> _Фрагмент документа_
○ ○ ○

Ну, реформ, конечно, должно быть несколько. Самое первое — люстрации. Отстранение от власти тех государственных преступников, которые привели нашу страну в ту ситуацию, в которой она сейчас находится. В ситуацию бесправия, беззакония, повсеместной цензуры. 

Второе — абсолютная гарантия частной собственности и защита интересов частного собственника на его территории. То, что в англосаксонском праве называется castle law — закон о крепости. Когда в твой дом, в твою квартиру проникает кто-либо, ты получаешь право на любое применение силы. Для того чтобы защитить свое. То, что в России такого закона нет — катастрофа. Это самое фундаментальное, что должно произойти. Потому что там, где гарантировано право собственника, гораздо сложнее провести какой-либо революционный переворот. То, что произошло в России в 1917 году. То, что происходит в Венесуэле.  

— Насчет люстраций. Есть ли у вас уже сейчас какие-то предположения, где будет проходить вот та вот самая грань, где та рамка, кого люстрировать? 

— Мы будем люстрировать, пока нас не остановят. Потому что все зиждется на общественном консенсусе. Что общественный консенсус позволит, то и произойдет. Поэтому сейчас я, разумеется, буду требовать люстраций абсолютно для всех. Но есть очень важный сдерживающий фактор. Это общественное мнение. Оно подскажет, где та грань, за которой нужно остановиться. Я ему доверяю.

Михаил Светов на митинге летом 2019 года. Фото: Юрий Белят / «МБХ медиа»
Михаил Светов на митинге летом 2019 года. Фото: Юрий Белят / «МБХ медиа»

— То есть будет какой-то референдум?

Вы просто почувствуете. Будут митинги на улицах, вы почувствуете сопротивление. 

— В идеальной модели управления страной, какие полномочия, по-вашему, должны остаться у государства? Насколько я знаю, вы минархист?

○ ○ ○

> _Инструкции к упражнению_
• 1. Перечислите все черты ситуации, в которой, согласно интервью о реформах, сейчас находится страна.
• 2. Продолжите интервью о реформах с того места, на котором оно обрывается.
Данные, идущие после интервью о реформах, представляют собой самостоятельный материал.

> _Фрагмент данных_
○ ○ ○

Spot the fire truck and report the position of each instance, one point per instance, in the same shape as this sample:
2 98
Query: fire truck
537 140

○ ○ ○

> _Ответы_
• 1. Бесправие, беззаконие, повсеместная цензура.

• 2.
Лучшая форма государственного устройства — республика. С широкой, широчайшей региональной автономией. Чтобы регионы решали собственную внутреннюю политику. Мне очень нравится китайская система. То, что, по крайней мере, до последнего года существовало между Китаем, Гонконгом и Макао. Эти два региона — часть одной большой страны, но с широчайшей внутренней автономией. Это позволяет возникать финансовой конкуренции и двигать общество в сторону свободы. В Китае, к сожалению, это не сработало. 

— Так все-таки что будет делать именно центральная власть?

Отвечать за внешнюю политику. Я считаю, это единственное, чем центральная власть должна заниматься. Отвечать за армию, за оборону от внешних угроз, содержание ядерного оружия, от которого ни в коем случае нельзя отказываться. 

— Если все-таки представить идеальную либертарианскую модель страны, в которой существуют независимые общины, где гарантия, что какая-нибудь из этих общин не станет тоталитарной, не начнет удерживать граждан? И что делать, если такое все-таки произойдет?

Если автономный округ начнет удерживать на своей территории людей, то, разумеется, задача центральной власти восстановить их свободу передвижения. Это часть как раз внешней политики. Потому что, если автономный округ или республика начинает закрывать свои границы, удерживать граждан на своей территории, то это уже сепаратизм.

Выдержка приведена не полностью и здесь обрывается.